» **EXERCISE DETAILS**
Change "retail shelf audit" to "store shelf check" throughout the lines below, keeping everything else the same, and do not include the pictures in your answer.

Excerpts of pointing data

★ ★ ★ ★

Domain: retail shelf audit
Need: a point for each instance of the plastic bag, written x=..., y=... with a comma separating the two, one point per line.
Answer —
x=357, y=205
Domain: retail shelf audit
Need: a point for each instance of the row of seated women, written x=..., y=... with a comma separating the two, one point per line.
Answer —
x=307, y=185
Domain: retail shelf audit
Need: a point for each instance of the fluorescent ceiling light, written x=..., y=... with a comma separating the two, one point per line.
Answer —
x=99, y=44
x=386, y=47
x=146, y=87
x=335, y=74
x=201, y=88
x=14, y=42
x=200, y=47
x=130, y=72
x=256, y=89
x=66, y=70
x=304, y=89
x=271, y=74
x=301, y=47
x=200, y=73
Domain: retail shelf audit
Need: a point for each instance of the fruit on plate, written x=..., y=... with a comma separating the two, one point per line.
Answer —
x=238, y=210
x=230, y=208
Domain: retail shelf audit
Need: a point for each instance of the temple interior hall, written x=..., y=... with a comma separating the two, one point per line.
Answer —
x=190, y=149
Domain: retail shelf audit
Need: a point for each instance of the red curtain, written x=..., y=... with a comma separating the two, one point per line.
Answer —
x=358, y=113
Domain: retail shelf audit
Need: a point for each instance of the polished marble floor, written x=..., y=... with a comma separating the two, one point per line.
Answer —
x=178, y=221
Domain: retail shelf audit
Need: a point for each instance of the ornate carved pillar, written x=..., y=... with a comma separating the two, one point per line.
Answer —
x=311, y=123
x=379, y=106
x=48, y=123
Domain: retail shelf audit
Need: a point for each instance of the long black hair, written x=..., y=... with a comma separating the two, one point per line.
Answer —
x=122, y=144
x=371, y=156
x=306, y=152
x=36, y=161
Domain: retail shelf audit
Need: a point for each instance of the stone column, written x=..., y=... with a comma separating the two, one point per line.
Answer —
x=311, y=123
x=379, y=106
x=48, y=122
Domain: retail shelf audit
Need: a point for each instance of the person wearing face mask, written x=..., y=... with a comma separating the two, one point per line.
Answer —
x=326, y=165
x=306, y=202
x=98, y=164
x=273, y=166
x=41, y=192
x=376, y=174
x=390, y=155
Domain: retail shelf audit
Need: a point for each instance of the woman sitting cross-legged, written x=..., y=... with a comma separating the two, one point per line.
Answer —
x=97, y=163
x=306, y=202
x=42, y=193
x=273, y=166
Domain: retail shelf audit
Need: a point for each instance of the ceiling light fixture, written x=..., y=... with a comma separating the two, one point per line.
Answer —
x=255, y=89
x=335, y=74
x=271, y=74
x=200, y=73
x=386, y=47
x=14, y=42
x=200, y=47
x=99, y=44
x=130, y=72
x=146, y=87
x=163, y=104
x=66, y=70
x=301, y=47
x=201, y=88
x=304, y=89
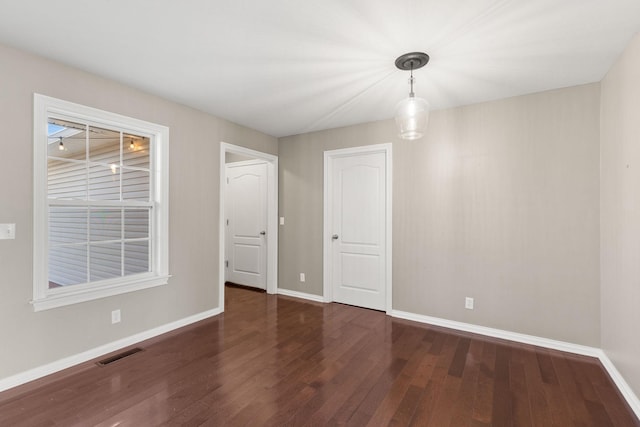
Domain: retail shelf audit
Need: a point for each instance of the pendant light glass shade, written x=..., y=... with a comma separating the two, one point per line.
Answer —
x=412, y=117
x=412, y=114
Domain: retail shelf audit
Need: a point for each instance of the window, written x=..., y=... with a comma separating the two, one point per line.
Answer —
x=101, y=203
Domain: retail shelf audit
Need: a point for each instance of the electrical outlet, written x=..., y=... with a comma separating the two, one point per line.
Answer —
x=115, y=316
x=468, y=303
x=7, y=231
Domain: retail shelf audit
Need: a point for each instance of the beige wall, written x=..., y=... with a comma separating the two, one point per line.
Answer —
x=500, y=202
x=620, y=214
x=32, y=339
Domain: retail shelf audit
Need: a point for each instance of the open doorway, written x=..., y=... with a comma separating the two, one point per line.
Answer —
x=252, y=163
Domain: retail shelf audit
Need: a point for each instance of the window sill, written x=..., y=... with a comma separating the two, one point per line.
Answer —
x=74, y=294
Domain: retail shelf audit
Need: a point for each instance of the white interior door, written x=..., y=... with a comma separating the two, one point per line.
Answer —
x=246, y=211
x=357, y=228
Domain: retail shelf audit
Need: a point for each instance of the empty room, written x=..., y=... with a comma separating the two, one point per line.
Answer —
x=279, y=213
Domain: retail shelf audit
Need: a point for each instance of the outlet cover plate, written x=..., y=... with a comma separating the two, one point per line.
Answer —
x=468, y=303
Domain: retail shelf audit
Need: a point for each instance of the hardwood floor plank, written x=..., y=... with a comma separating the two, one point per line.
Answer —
x=277, y=361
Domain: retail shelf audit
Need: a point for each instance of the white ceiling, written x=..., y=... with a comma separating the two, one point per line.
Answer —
x=292, y=66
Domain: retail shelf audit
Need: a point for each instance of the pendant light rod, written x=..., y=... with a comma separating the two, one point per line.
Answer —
x=412, y=114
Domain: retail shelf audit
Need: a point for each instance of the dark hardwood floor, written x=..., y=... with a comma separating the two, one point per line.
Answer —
x=277, y=361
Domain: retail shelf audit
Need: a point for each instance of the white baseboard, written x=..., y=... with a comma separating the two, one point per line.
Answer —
x=620, y=382
x=303, y=295
x=67, y=362
x=617, y=378
x=499, y=333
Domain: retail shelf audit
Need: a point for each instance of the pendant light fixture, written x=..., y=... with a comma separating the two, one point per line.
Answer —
x=412, y=114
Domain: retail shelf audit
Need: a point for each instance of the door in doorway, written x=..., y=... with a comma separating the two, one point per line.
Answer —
x=357, y=228
x=246, y=216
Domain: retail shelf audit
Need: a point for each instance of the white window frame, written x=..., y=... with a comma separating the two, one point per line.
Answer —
x=45, y=298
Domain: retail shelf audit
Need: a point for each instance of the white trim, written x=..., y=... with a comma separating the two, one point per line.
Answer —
x=301, y=295
x=68, y=362
x=631, y=398
x=499, y=333
x=45, y=298
x=615, y=375
x=272, y=216
x=81, y=293
x=326, y=233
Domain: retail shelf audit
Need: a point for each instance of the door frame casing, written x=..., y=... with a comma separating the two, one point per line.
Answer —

★ ★ ★ ★

» **TASK RESULT**
Domain: store shelf check
Need: a point for each instance of the plastic bag, written x=..., y=... with a comma separating the two, one point per line.
Answer —
x=357, y=205
Domain: store shelf check
Need: a point for each instance of the row of seated women, written x=..., y=... with a comma separating the two, one point per line.
Answer —
x=307, y=185
Domain: store shelf check
Need: a point for each instance of the fluorescent ceiling light, written x=..., y=... with a comma separating the two, one point per line.
Answer —
x=99, y=44
x=386, y=47
x=146, y=87
x=335, y=74
x=201, y=88
x=14, y=42
x=200, y=47
x=130, y=72
x=256, y=89
x=66, y=70
x=304, y=89
x=271, y=74
x=301, y=47
x=200, y=73
Domain: store shelf check
Need: a point for each instance of the fruit on plate, written x=..., y=... with a comma separating the two, one point per line.
Answer —
x=238, y=210
x=230, y=208
Domain: store shelf check
Need: a point for each instance of the temple interior hall, written x=..., y=... with a comma separating the two, one point per line.
Answer —
x=190, y=149
Domain: store shelf check
Need: a point for each instance of the red curtain, written x=..., y=... with a comma separating the two, one point per line.
Answer —
x=358, y=113
Domain: store shelf check
Need: a point for each instance of the polished marble floor, written x=..., y=... with a comma separating the two, one point per line.
Answer —
x=178, y=221
Domain: store shelf check
Need: a point for each instance of the ornate carved pillar, written x=..., y=... with a comma separating the two, one point per line.
Answer —
x=311, y=123
x=379, y=106
x=48, y=123
Domain: store shelf check
Need: a point for each instance of the long black hair, written x=..., y=... with a comma separating the two, one point per line.
Answer —
x=122, y=144
x=371, y=156
x=306, y=152
x=36, y=161
Domain: store shelf check
Need: a point for each instance of the stone column, written x=..., y=... with a comma separating the two, one point per line.
Answer —
x=311, y=123
x=379, y=106
x=48, y=122
Domain: store shelf check
Need: a point for each instance of the person wearing face mask, written x=..., y=... with a comma separating the two, one point per line.
Answer —
x=326, y=165
x=306, y=202
x=98, y=164
x=273, y=166
x=41, y=192
x=376, y=174
x=390, y=155
Domain: store shelf check
Need: a point for each instance of the woman sitting cross-legged, written x=..., y=... with a comma separating the two, one point per line.
Answer —
x=97, y=163
x=306, y=202
x=42, y=193
x=273, y=166
Domain: store shelf check
Need: a point for each instance of the ceiling light fixture, written x=..., y=... with a comma separating the two, one point per line.
Answer —
x=255, y=89
x=335, y=74
x=271, y=74
x=200, y=73
x=386, y=47
x=14, y=42
x=200, y=47
x=99, y=44
x=130, y=72
x=146, y=87
x=163, y=104
x=66, y=70
x=301, y=47
x=201, y=88
x=304, y=89
Domain: store shelf check
Need: a point for each instance of the pendant light glass shade, written x=..., y=... with a comma separating the two, one point per line.
Answer —
x=412, y=117
x=412, y=114
Domain: store shelf check
Need: a point for each instance of the window, written x=..., y=... with a comma separating the two, one point per line.
Answer —
x=101, y=203
Domain: store shelf check
Need: a point for each instance of the electrical outlet, written x=..., y=... with a comma separating the two, one point per line.
Answer —
x=115, y=316
x=468, y=303
x=7, y=231
Domain: store shelf check
Need: a point for each instance of the beige wall, written x=..., y=... with a comma separating the two, one point per line.
Answer —
x=500, y=202
x=620, y=214
x=32, y=339
Domain: store shelf check
Need: a point for each instance of the open doorway, written x=..., y=... with a comma separating the two, one point per line.
Answer —
x=252, y=163
Domain: store shelf check
Need: a point for each instance of the window sill, written x=..., y=... with a comma separating the two, one point per line.
Answer —
x=74, y=294
Domain: store shelf check
Need: a point for each instance of the white interior door, written x=..., y=... with a comma separating the two, one point per line.
Answer —
x=246, y=211
x=357, y=228
Domain: store shelf check
Need: a point for each instance of the empty room, written x=..., y=... with a comma separating the two, one point per line.
Answer —
x=279, y=213
Domain: store shelf check
Need: a point for each instance of the outlet cover plate, written x=..., y=... with a comma separating the two, one point per line.
Answer —
x=468, y=303
Domain: store shelf check
Need: a point for each instance of the hardwood floor plank, written x=..., y=... with a comma separating the two, one point per line.
Answer —
x=277, y=361
Domain: store shelf check
Need: a point for each instance of the white ceiling, written x=..., y=... with a comma separating the two, one point per line.
Answer —
x=292, y=66
Domain: store shelf check
Need: a point for each instance of the pendant light rod, written x=..., y=... with a comma separating the two, one point per line.
Answer —
x=412, y=114
Domain: store shelf check
Need: a point for each instance of the dark hardwood floor, written x=..., y=... with a comma separating the two, one point per line.
Answer —
x=277, y=361
Domain: store shelf check
Need: a point for each instance of the white baseboard, written x=..., y=... with a comma separating the two, one point per line.
Answer —
x=620, y=382
x=303, y=295
x=67, y=362
x=617, y=378
x=499, y=333
Domain: store shelf check
Need: a point for each instance of the pendant light fixture, written x=..., y=... with a comma separating the two, one point per line.
Answer —
x=412, y=114
Domain: store shelf check
Need: a point for each instance of the door in doorway, written x=..., y=... with a comma separating the two, one point per line.
Answer —
x=357, y=228
x=246, y=216
Domain: store shelf check
Need: a point for each instance of the white window frame, written x=..., y=... with a comma separating the two, one point per line.
Answer —
x=45, y=298
Domain: store shelf check
Need: a point for each instance of the white trim, written x=..., y=... with a comma separating the two, one point per line.
Answer —
x=301, y=295
x=68, y=362
x=631, y=398
x=499, y=333
x=45, y=298
x=615, y=375
x=272, y=216
x=81, y=293
x=326, y=233
Domain: store shelf check
Need: a point for each instance of the door frame casing, written x=..., y=... with a comma separating the two, one point per line.
Answer —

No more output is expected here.